Exercises to complete:
1. Please repeat the Solr thread word for word, starting at "On Oct 23, 2011, at" and ending at "size for you?".
2. Render this sentence from the Solr thread in Spanish: "So what's the max recommended field size in kb?"

Document:

---------------

Thanks for the reminder - I had that set to 214xxx... (the max), but perf was 
terrible when I injected large files.

So what's the max recommended field size in kb?  I can try chopping up the 
syslogs into arbitrarily small pieces, but would love to know where to start.

Thanks!

Sent from my iPhone

On Oct 23, 2011, at 2:01 PM, Erick Erickson <erickerick...@gmail.com> wrote:

> Also be aware that by default Solr is configured to only index the
> first 10,000 lines
> of text. See maxFieldLength in solrconfig.xml
> 
> Best
> Erick
> 
> On Fri, Oct 21, 2011 at 7:34 PM, Peter Spam <ps...@mac.com> wrote:
>> Thanks for your note, Anand.  What was the maximum chunk size for you?

---------------

Given entries:
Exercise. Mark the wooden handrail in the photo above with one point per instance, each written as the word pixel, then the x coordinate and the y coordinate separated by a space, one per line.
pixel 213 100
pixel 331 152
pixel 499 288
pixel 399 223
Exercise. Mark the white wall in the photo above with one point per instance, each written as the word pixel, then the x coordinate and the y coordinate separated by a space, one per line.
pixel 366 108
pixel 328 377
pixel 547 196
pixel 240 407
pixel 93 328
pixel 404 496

---------------

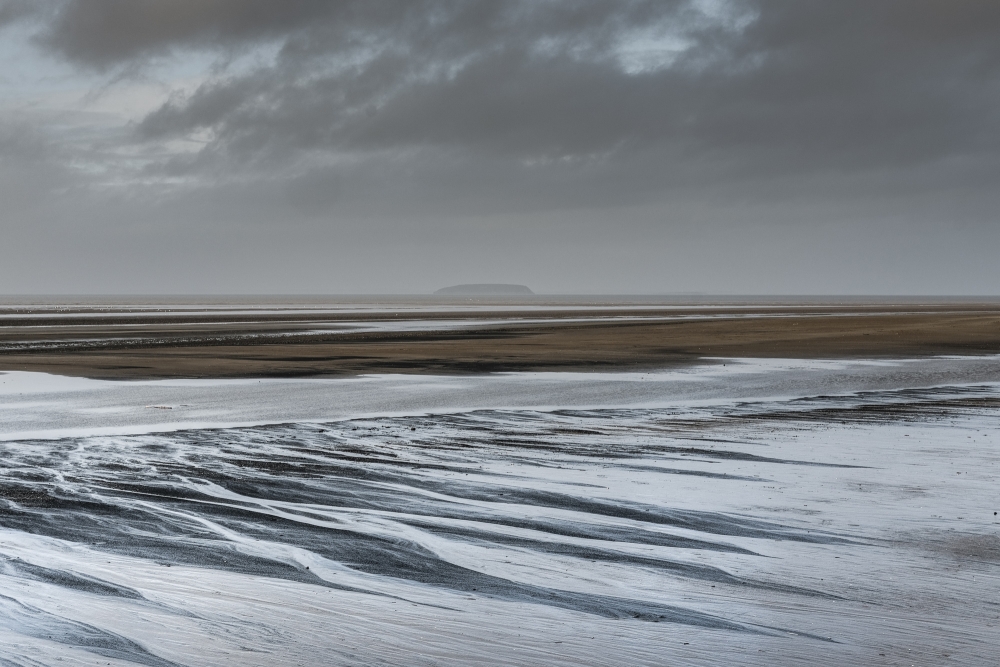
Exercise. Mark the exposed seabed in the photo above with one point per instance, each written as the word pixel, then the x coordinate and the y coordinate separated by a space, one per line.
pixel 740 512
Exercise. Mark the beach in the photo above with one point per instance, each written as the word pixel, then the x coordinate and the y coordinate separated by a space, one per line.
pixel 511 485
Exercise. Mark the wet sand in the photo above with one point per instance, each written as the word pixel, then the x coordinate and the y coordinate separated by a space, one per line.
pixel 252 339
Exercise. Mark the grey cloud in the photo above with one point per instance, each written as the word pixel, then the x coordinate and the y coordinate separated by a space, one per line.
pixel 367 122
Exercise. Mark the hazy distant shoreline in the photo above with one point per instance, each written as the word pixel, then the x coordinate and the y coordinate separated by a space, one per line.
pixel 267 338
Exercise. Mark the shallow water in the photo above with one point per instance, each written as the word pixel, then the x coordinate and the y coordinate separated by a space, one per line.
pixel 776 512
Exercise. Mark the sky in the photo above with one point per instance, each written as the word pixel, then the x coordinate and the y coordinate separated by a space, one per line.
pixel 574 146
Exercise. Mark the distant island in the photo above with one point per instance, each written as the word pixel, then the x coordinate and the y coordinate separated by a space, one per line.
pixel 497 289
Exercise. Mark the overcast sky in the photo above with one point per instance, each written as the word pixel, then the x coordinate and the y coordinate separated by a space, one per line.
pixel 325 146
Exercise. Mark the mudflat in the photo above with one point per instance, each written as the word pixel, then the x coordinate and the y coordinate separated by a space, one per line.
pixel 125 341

---------------

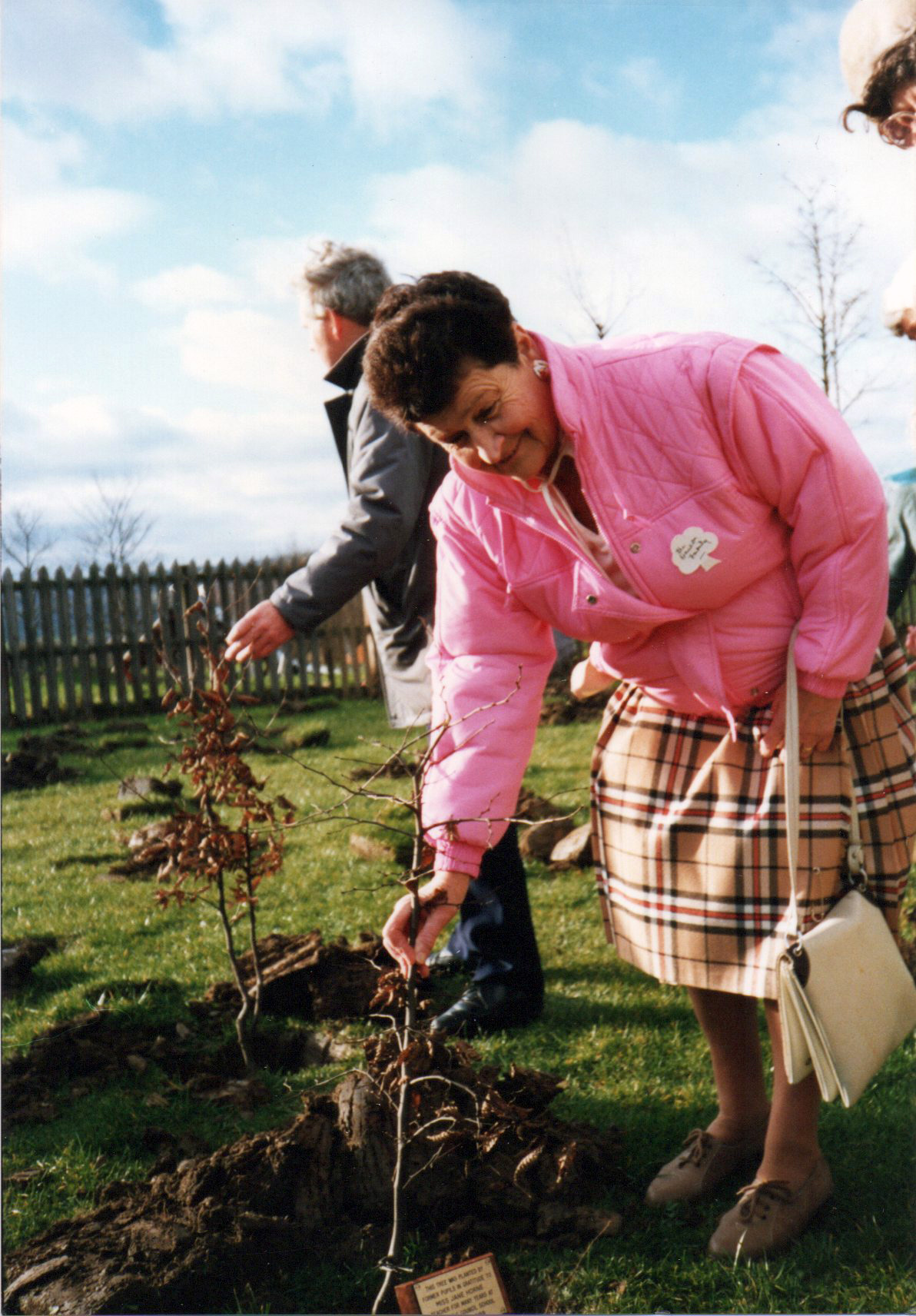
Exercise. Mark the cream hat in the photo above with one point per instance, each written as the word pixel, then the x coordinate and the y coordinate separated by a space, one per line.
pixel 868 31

---------------

Answers for the tasks:
1.
On Oct 23, 2011, at 2:01 PM, Erick Erickson <erickerick...@gmail.com> wrote:

> Also be aware that by default Solr is configured to only index the
> first 10,000 lines
> of text. See maxFieldLength in solrconfig.xml
> 
> Best
> Erick
> 
> On Fri, Oct 21, 2011 at 7:34 PM, Peter Spam <ps...@mac.com> wrote:
>> Thanks for your note, Anand.  What was the maximum chunk size for you?

2. Entonces, ¿cuál es el tamaño máximo de campo recomendado en kb?